▸ DIRECTIVE 1
Find every line in the rows below that contains the word "potted", paying attention to case, and copy each of those lines.

▸ PASSAGE GIVEN
Thursday, September 27, 2018

Rose Gold: Gathering the Right Materials

Rose Gold: Gathering the Right Materials
Preparing to Write a Family History

Photo by Midge Frazel 26 Sept. 2018, materials by Erin Condren.com
In 2016, I began thinking about planning and writing about my family business and what to include. I started writing last year in sections in a spiral bound EC notebook with removable pages. That was a good idea because it let me pre-write without fear of forgetting where I left off. 

Now, I need to make a better writing plan and add in the people from my family that made the story happen. It needs to be in a small book because it will need to look like it is meant to be kept or cherished. I named this project, "Rose Gold" because my grandmother's wedding ring is rose gold and it had endured as well as is in fashion today.

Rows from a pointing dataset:
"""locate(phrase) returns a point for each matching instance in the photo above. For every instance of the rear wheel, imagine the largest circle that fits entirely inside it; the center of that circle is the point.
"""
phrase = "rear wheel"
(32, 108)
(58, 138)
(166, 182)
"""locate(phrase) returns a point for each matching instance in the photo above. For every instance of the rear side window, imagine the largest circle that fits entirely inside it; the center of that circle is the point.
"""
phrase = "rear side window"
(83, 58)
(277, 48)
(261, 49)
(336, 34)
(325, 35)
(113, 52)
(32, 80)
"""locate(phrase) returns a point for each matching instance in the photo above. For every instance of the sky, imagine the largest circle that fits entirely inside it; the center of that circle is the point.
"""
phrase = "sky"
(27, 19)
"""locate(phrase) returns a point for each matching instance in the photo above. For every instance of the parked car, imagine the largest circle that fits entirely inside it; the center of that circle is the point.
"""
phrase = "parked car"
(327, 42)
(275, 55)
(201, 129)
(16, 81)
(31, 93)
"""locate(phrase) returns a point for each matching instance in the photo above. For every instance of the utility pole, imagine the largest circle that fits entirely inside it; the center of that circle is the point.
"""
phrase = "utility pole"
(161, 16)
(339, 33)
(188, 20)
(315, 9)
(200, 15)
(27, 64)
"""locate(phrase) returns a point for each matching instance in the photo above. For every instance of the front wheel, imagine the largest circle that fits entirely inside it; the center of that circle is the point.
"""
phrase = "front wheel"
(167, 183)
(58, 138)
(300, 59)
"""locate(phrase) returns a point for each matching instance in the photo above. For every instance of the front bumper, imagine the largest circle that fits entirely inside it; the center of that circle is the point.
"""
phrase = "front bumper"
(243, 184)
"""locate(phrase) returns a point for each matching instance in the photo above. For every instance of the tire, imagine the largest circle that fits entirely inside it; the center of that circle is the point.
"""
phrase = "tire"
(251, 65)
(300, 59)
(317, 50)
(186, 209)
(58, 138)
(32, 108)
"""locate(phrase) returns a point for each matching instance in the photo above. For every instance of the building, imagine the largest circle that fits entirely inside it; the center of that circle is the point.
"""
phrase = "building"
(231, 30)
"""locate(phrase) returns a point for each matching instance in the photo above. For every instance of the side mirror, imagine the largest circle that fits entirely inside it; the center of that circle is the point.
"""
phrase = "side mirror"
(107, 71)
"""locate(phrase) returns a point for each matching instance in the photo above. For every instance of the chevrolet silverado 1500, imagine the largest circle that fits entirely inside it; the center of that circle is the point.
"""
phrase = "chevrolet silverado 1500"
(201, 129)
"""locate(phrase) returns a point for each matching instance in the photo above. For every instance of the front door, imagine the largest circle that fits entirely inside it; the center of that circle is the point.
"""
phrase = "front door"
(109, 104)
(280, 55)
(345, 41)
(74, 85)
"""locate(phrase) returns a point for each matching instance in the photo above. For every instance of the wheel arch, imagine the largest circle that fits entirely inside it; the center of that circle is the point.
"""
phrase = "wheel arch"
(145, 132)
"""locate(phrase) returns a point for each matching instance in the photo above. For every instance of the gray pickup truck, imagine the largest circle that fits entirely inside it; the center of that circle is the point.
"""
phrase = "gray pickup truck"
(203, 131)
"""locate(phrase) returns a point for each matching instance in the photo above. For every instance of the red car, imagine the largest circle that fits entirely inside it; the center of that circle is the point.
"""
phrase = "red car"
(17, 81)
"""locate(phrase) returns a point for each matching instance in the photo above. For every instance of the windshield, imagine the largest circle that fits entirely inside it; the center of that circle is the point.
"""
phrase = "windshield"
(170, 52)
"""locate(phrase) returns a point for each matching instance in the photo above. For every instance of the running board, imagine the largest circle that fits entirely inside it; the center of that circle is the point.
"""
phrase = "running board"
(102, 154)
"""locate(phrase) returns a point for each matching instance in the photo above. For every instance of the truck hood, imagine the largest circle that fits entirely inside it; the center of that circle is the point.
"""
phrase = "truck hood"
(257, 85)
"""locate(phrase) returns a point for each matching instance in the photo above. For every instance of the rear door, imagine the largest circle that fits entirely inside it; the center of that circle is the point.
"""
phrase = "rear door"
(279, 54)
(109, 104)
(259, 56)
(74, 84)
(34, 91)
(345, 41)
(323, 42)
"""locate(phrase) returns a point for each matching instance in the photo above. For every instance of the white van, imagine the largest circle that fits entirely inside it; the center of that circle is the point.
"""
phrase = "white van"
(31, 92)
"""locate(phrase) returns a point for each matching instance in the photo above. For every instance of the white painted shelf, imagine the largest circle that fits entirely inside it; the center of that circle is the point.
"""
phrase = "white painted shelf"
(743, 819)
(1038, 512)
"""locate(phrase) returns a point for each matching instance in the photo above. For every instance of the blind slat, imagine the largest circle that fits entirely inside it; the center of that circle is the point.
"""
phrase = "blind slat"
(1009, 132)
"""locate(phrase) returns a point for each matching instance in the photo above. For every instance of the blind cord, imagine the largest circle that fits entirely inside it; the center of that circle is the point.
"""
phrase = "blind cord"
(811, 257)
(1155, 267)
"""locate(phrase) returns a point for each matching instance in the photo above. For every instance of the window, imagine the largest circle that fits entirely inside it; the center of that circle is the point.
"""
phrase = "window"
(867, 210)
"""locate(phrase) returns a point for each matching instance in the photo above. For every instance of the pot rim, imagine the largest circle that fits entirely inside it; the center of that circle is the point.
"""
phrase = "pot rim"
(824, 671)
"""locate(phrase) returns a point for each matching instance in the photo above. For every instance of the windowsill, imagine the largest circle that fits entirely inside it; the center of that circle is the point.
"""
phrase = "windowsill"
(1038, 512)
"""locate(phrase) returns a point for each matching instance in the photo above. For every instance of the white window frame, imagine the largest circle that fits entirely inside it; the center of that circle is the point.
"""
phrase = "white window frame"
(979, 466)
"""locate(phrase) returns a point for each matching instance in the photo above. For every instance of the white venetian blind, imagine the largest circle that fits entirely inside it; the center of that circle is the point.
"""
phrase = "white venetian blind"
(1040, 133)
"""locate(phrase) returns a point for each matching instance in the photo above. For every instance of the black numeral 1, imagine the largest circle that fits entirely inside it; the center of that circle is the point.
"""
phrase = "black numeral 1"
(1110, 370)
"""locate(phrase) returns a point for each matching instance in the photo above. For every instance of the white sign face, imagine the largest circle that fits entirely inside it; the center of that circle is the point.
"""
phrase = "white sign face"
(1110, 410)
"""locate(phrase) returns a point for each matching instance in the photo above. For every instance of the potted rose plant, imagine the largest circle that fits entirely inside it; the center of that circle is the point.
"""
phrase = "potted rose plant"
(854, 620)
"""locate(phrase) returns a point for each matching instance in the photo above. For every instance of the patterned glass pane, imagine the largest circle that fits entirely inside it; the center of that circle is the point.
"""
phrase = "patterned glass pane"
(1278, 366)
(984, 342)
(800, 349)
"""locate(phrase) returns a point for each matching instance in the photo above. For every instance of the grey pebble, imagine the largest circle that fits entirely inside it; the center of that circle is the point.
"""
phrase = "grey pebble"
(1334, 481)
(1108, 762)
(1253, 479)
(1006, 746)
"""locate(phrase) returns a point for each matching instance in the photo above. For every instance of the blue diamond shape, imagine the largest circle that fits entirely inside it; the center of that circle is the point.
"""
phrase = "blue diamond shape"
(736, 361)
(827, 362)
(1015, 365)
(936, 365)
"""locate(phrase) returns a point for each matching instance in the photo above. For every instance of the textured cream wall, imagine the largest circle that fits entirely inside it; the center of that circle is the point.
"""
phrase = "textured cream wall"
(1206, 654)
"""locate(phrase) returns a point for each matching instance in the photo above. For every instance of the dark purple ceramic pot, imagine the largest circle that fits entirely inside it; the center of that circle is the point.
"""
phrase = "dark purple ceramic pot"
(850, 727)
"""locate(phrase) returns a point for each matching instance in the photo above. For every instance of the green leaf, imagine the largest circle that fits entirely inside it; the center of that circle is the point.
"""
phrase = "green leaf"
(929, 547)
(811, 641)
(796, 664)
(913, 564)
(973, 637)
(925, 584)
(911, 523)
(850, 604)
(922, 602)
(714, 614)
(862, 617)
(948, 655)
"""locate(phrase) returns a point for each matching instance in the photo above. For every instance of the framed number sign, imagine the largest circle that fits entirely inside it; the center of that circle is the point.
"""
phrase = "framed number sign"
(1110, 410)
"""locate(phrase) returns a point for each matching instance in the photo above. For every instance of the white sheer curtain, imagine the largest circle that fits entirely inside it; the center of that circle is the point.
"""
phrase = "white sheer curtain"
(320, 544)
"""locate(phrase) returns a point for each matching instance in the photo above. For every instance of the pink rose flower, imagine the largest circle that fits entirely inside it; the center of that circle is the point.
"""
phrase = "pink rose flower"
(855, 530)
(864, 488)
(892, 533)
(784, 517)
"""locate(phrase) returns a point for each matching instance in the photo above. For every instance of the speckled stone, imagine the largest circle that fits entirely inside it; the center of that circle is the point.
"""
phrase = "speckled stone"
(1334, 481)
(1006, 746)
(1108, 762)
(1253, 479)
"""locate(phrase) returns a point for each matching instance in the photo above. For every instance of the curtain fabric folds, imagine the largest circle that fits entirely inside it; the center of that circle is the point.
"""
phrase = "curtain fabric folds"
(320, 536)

▸ DIRECTIVE 2
Rewrite the family history passage from "Thursday, September 27, 2018" up to and including "I left off.", replacing "notebook" with "journal".

▸ FULL SOLUTION 1
"""locate(phrase) returns a point for each matching instance in the photo above. For every instance of the potted rose plant, imagine the largest circle that fits entirely inside it; the center of that circle is the point.
phrase = "potted rose plant"

▸ FULL SOLUTION 2
Thursday, September 27, 2018

Rose Gold: Gathering the Right Materials

Rose Gold: Gathering the Right Materials
Preparing to Write a Family History

Photo by Midge Frazel 26 Sept. 2018, materials by Erin Condren.com
In 2016, I began thinking about planning and writing about my family business and what to include. I started writing last year in sections in a spiral bound EC journal with removable pages. That was a good idea because it let me pre-write without fear of forgetting where I left off.